EXERCISE AIM:
Word for word, set down the records and skip each picture.

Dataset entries
-*-*-
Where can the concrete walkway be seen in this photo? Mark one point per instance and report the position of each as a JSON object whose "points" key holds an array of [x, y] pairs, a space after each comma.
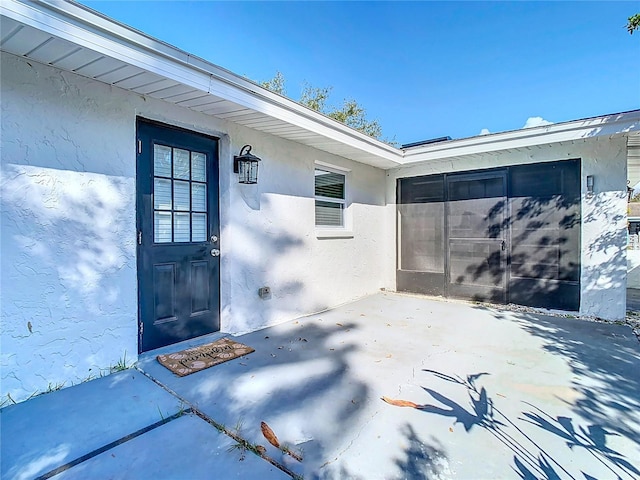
{"points": [[500, 395]]}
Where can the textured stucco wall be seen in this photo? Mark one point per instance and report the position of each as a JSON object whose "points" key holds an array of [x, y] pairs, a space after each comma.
{"points": [[68, 258], [603, 234]]}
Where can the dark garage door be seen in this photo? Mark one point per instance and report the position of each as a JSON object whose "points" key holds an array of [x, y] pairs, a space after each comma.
{"points": [[507, 235]]}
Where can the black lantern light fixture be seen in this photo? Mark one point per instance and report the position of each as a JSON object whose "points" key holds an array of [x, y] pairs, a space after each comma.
{"points": [[246, 165], [590, 182]]}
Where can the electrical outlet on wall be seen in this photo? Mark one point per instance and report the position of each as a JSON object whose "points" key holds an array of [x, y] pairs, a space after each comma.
{"points": [[264, 292]]}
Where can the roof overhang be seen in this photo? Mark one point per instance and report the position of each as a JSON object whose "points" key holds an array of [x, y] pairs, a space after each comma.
{"points": [[75, 38]]}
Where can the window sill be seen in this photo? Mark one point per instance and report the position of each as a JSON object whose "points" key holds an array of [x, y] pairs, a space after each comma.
{"points": [[334, 233]]}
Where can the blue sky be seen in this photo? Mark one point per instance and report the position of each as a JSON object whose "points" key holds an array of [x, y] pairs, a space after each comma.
{"points": [[422, 69]]}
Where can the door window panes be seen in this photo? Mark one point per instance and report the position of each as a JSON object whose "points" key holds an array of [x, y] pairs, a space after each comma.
{"points": [[179, 195], [199, 227]]}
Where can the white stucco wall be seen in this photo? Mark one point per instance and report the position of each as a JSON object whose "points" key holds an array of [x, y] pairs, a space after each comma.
{"points": [[68, 258], [603, 233]]}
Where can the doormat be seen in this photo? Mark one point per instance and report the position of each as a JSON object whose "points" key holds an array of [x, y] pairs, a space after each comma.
{"points": [[195, 359]]}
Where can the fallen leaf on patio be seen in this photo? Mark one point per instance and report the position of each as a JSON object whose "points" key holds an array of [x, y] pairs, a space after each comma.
{"points": [[269, 435], [400, 403]]}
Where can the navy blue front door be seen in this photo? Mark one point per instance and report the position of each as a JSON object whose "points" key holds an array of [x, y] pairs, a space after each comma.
{"points": [[178, 230]]}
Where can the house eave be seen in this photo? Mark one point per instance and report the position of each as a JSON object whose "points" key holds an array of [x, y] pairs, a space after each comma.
{"points": [[78, 25]]}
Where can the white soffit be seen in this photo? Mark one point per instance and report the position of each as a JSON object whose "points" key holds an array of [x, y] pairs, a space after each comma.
{"points": [[74, 38]]}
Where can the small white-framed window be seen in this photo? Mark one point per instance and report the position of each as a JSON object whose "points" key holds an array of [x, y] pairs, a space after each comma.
{"points": [[330, 196]]}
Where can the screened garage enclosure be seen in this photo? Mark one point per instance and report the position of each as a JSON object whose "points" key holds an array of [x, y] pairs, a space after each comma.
{"points": [[507, 235]]}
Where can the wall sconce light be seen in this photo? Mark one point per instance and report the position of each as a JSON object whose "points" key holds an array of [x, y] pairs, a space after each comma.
{"points": [[589, 186], [246, 165]]}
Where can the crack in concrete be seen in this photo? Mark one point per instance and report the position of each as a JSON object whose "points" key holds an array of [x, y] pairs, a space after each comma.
{"points": [[351, 442]]}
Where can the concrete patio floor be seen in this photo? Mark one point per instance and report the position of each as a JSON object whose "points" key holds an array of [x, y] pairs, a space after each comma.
{"points": [[501, 394]]}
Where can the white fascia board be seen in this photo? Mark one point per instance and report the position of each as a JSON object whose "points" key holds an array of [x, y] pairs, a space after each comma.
{"points": [[607, 125], [81, 26]]}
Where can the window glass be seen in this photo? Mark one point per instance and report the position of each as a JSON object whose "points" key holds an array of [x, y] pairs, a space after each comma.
{"points": [[179, 190], [330, 198]]}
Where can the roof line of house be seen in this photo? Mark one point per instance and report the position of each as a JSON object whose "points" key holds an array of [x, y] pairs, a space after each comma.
{"points": [[83, 26], [60, 18]]}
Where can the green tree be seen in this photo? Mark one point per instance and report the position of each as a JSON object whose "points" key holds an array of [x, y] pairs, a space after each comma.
{"points": [[276, 84], [633, 23], [351, 113]]}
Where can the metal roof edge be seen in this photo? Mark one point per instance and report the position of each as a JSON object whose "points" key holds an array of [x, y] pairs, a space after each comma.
{"points": [[81, 16], [604, 125]]}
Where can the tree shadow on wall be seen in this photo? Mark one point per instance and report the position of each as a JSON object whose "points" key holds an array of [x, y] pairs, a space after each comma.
{"points": [[543, 262]]}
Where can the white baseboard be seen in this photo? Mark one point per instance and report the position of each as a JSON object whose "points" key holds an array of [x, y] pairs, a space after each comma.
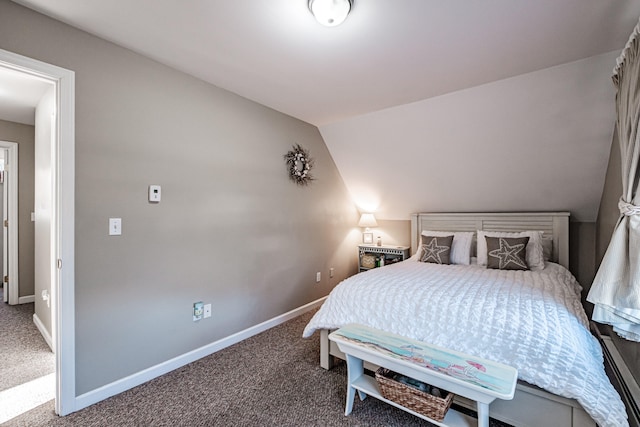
-*-*-
ANSWER BOX:
Where can the concrete walkway be seen in this photo? Mark one point per instance and report the position of each as a JSON object whose "points" key holds an array of [x, y] pairs, a space after each comma.
{"points": [[500, 395]]}
Where can the textured stucco wall be seen in this photo? Mark one point per instance and report the position of each as a JSON object whose "points" key holds an array of [x, y] pairs, a space after each comma.
{"points": [[68, 258], [603, 234]]}
Where can the dark garage door be seen in this photo? Mark one point per instance and report the position of each as a JSON object whose "points" key holds an array of [x, y] pairs, a space after each comma.
{"points": [[507, 235]]}
Where can the black lantern light fixture be seen in this photo? Mark one point per instance and report the position of each as a JSON object whose "points" key holds an array of [x, y] pairs, a space after each comma.
{"points": [[246, 165], [590, 182]]}
Where can the electrical outlet on wall be seen in this photo? Mark one point per instance and report the position of each as a JSON object whose "points" key holds an array of [x, y] pairs, a space after each comma.
{"points": [[264, 292]]}
Where can the roof overhang be seen in this photo? Mark one point per instance and report the position of each as a JSON object whose "points" key holds an array of [x, y] pairs, a space after each comma.
{"points": [[75, 38]]}
Where can the window sill be seen in this photo? Mark one point per instance and report the position of each as a JSON object whose "points" key holds an array of [x, y] pairs, a space after each comma.
{"points": [[334, 233]]}
Where can the blue sky be seen in this photo? Mark one point per instance and report the position of each as a JSON object whose "points" key holds an array of [x, y] pairs, a space after each comma.
{"points": [[422, 69]]}
Where can the door window panes be seen in this photo? Mark one point per instance and report the position of each as a JSON object whose "points" key holds an array of [x, y] pairs, a space after each comma.
{"points": [[179, 195], [199, 227]]}
Where can the white stucco wall be seen in this photo? Mark one point per instance and report the position of each as a JSON object whose "points" key holds an array of [x, y] pairs, a space after each comma.
{"points": [[68, 258], [603, 233]]}
Where can the doormat be seen in this photo? Mark one point per instance and report the position of each as a JSON object whose "points" key holds an array of [x, y] pairs, a space after each comma.
{"points": [[195, 359]]}
Where can the fallen leaf on patio be seen in this photo? Mark one point per instance and report the position of each as a JSON object whose "points" key holds an array of [x, y] pairs, a space after each comma.
{"points": [[269, 435], [400, 403]]}
Where can the navy blue front door be seen in this photo? Mark one point per instance and report the position of each as a JSON object whose "points" key holds an array of [x, y] pairs, a space after each comma.
{"points": [[178, 230]]}
Where can the house eave be seen in this photo? Mark one point per instance and report the position of each as a JSON object whose "points" key holds an array of [x, y] pairs, a space after each comma.
{"points": [[78, 25]]}
Where can the white soffit be seen in this photo? Mark one point per instance and report the position of each as a JSON object whose "points" key holds an array of [x, y] pairs, a space after each comma.
{"points": [[74, 38]]}
Where can the small white-framed window be seen in this photo? Mark one point per instance and report the position of each as a JSON object whose "points" key holds an array of [x, y] pairs, a space after each comma.
{"points": [[330, 196]]}
Where can the screened garage enclosure be seen in this photo? Mark one point per instance and report the position of each as a JSON object whose "points" key holds an array of [x, y] pairs, a space after each comma.
{"points": [[507, 235]]}
Where can the wall sconce light be seen in this photo? Mark one point per instance and report the position of each as a JSON object whose "points" key holds an array of [x, y] pairs, a space after each comma.
{"points": [[589, 186], [246, 165]]}
Where can the crack in concrete be seen in this photo? Mark one point per instance and report the position of each as a JSON object whose "points" key holds an array of [x, y] pairs, a space after each comma.
{"points": [[351, 442]]}
Where can the concrete patio floor be seen in this photo? Mark one point per instance and report the position of each as a JSON object whose "points" key holds an array of [x, y] pairs, a space after each comma.
{"points": [[501, 394]]}
Where can the white fascia board be seen in this photo? Mark one point per instance and report the position of each as a JSON object whose "points" key holds an array of [x, y] pairs, a space after each comma.
{"points": [[607, 125], [81, 26]]}
Where can the window glass be seen in this photo? Mark one point per instance and report the position of each as a JSON object whose "points" key holds an array of [x, y] pairs, a space after each comma.
{"points": [[179, 190], [330, 198]]}
Where can the roof line of house be seen in this photo? Mark one point per instance and report the position of each as a JSON object whose "points" key holds an array of [x, y] pairs, a space after each comma.
{"points": [[83, 26], [60, 18]]}
Where can the green tree be seen in this photo? Mark one point per instance and report the position of each as a JSON object whose "points" key holds an array of [x, y] pairs, a space after each comma.
{"points": [[276, 84], [633, 23], [351, 113]]}
Where can the metal roof edge be seen in this photo? Mark one point per instance and report the position of each as a JSON object whose "points" key holds an array of [x, y] pairs, a space after each comma.
{"points": [[81, 16], [604, 125]]}
Where can the tree shadow on wall be seen in this photo? Mark one point per instance and report the position of each as a JSON object whose "points" key holds an array of [x, y] pairs, a space after each comma.
{"points": [[543, 262]]}
Where can the white baseboard be seen in this photo? Mark one point per instance and report the position of each as a JSON object whose "points" key holds an array of [x, y] pairs, a space after each comma.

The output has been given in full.